======== Data shown

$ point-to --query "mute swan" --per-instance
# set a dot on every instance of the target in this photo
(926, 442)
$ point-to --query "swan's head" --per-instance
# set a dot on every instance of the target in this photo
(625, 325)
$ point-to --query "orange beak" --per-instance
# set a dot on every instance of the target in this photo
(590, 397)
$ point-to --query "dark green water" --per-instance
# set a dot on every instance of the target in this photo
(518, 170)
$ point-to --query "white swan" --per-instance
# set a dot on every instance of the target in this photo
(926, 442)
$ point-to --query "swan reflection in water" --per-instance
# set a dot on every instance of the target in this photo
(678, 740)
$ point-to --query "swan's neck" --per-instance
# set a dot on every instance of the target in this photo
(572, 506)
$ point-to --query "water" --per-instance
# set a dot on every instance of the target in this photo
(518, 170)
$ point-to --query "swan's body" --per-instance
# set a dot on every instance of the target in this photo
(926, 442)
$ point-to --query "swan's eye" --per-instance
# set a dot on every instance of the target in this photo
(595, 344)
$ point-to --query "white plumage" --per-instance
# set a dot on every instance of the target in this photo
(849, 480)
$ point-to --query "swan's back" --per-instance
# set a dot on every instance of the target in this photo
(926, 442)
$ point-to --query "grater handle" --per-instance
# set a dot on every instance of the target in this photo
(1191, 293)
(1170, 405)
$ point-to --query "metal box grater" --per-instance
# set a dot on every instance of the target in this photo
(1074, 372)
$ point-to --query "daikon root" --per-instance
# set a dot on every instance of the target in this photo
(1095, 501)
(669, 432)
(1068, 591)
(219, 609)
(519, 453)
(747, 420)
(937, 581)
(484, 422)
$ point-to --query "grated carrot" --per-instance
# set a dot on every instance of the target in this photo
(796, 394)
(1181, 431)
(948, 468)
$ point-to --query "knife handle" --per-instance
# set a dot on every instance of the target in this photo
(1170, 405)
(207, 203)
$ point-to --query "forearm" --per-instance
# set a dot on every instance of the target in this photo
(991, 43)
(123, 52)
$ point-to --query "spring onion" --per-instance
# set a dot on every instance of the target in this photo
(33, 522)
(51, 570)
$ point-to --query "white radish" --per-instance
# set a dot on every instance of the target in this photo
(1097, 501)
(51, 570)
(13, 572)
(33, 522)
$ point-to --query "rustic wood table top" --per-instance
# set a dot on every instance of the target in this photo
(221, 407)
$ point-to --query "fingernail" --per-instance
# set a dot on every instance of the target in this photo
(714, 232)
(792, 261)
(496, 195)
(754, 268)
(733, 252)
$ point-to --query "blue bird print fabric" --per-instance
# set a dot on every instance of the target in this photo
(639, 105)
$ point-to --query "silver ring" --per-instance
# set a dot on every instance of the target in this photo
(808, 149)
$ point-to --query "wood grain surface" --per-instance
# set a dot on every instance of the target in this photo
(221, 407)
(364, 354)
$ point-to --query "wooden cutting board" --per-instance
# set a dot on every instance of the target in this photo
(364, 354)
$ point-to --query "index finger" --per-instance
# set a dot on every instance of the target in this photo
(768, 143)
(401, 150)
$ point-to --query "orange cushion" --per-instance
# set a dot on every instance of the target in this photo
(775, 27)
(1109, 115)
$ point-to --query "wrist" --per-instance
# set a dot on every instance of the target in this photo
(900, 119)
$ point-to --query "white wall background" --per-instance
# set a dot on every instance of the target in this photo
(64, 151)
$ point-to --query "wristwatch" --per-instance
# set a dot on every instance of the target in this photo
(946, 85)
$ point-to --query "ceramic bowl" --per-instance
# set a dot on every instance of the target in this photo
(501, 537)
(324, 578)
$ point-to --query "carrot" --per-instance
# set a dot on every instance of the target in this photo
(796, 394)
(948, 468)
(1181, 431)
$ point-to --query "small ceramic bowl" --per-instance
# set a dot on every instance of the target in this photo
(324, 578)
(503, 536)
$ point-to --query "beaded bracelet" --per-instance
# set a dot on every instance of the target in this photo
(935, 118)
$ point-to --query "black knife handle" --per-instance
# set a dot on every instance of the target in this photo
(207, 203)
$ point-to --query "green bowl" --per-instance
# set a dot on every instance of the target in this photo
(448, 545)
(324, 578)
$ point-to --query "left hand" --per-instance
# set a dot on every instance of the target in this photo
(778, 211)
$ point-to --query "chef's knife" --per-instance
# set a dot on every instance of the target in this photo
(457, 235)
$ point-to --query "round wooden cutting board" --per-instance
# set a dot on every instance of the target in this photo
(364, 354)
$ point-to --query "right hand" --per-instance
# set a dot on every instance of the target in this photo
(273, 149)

================

→ Exercise details:
Give the entries once more, exactly as they appear.

→ Finished task:
$ point-to --query "mute swan" --per-instance
# set a dot on every instance of the target in this photo
(926, 442)
$ point-to --query "swan's head" --per-instance
# set a dot on every instance of the target in this photo
(625, 325)
$ point-to --query "orange beak" --per-instance
# set a dot on every instance of the target in this photo
(590, 397)
$ point-to --query "dark green water" --per-instance
# set a dot on every instance of the target in this photo
(518, 170)
$ point-to --query "white swan" --per-instance
# set a dot on every instance of the target in this photo
(926, 442)
$ point-to --query "swan reflection in water" --per-instance
# set a dot on every instance of the target in this photo
(678, 740)
$ point-to --query "swan's neck" --per-instance
# set a dot on every instance of the target in this photo
(572, 506)
$ point-to --query "water" --per-instance
# set a dot on every instance of the target in this photo
(518, 170)
$ point-to --query "swan's body" --per-instance
# set a dot on every instance of the target in this photo
(926, 442)
$ point-to --query "swan's eye" --per-instance
# set a dot on every instance of the target in this photo
(595, 344)
$ point-to --query "white plumage" --per-instance
# set a dot on every instance of the target in this photo
(849, 480)
$ point-to --query "swan's back" --per-instance
# set a dot on every instance of the target in this photo
(926, 442)
$ point-to --query "grater handle" --per-instance
# set a dot on every instance of the target in this photo
(1191, 293)
(1170, 405)
$ point-to --query "metal box grater" --per-instance
# set a dot on every instance of the target in this photo
(1074, 372)
$ point-to --query "daikon root" --per-instance
# set a dot on every instance of the target in this photo
(1095, 501)
(669, 432)
(1068, 591)
(219, 609)
(519, 453)
(747, 420)
(937, 581)
(484, 422)
$ point-to --query "grated carrot" --per-instance
# set a dot on every instance of the target in this photo
(796, 394)
(1181, 431)
(948, 468)
$ point-to --query "knife handle" --per-instance
# set a dot on every instance of the target in this photo
(1170, 405)
(207, 203)
$ point-to --query "forearm" --per-instance
# set a dot on every instance of the target in this photo
(991, 43)
(123, 52)
$ point-to --query "spring onion" --per-instance
# set a dot on every instance of the target in this photo
(33, 522)
(51, 570)
$ point-to --query "white radish" --per-instance
# set a dot on every instance of the target in this photo
(1097, 501)
(51, 570)
(13, 572)
(33, 522)
$ point-to --query "rustic wood table top" --per-instance
# set a dot on every instance of the target in this photo
(221, 407)
$ point-to --query "fingernail" --per-instance
# set a dot on every instance of the target in this photo
(714, 232)
(792, 261)
(496, 195)
(754, 268)
(733, 252)
$ point-to --query "blue bird print fabric" --per-instance
# set a dot on every instance of the target in this photo
(639, 105)
$ point-to --query "silver ring" --per-instance
# set a dot on every instance of the target in this photo
(808, 149)
$ point-to --query "wood grain surface" --per-instance
# set a dot on every instance of the target in this photo
(221, 407)
(364, 354)
$ point-to --query "wooden cutting board" --per-instance
# set a dot on every instance of the target in this photo
(364, 354)
$ point-to --query "index finger" --per-instance
# set a dot on every instance of the target in this photo
(768, 143)
(401, 150)
$ point-to --query "orange cushion" --per-instance
# set a dot on every instance of the target in this photo
(775, 27)
(1109, 115)
$ point-to --query "wrist" --per-instance
# set a dot on every instance of the target in this photo
(900, 119)
$ point-to --query "white wall background" --per-instance
# set a dot on every instance of the target in this photo
(64, 151)
$ point-to --query "wristwatch" --per-instance
# set a dot on every instance of the target in this photo
(946, 85)
$ point-to --query "ceramic bowl" --per-instance
# set a dot on every instance of the target in this photo
(501, 537)
(324, 578)
$ point-to --query "carrot" --per-instance
# set a dot on every instance of the target in this photo
(796, 394)
(948, 468)
(1181, 431)
$ point-to --query "small ceramic bowl" --per-instance
# set a dot on every instance of the target in this photo
(324, 578)
(503, 536)
$ point-to --query "beaded bracelet" --per-instance
# set a dot on every instance of the target in this photo
(935, 118)
$ point-to --query "black knife handle" --per-instance
# set a dot on every instance of the target in this photo
(207, 203)
$ point-to --query "green bowl" --per-instance
# set a dot on every instance of the target in this photo
(448, 545)
(324, 578)
$ point-to --query "left hand" --per-instance
# set a dot on every instance of the target in this photo
(778, 211)
$ point-to --query "chef's knife" --per-instance
# set a dot on every instance of the target in this photo
(457, 235)
$ point-to --query "round wooden cutting board" --per-instance
# set a dot on every instance of the target in this photo
(364, 354)
$ point-to --query "right hand" --per-instance
# set a dot on every instance of the target in this photo
(273, 149)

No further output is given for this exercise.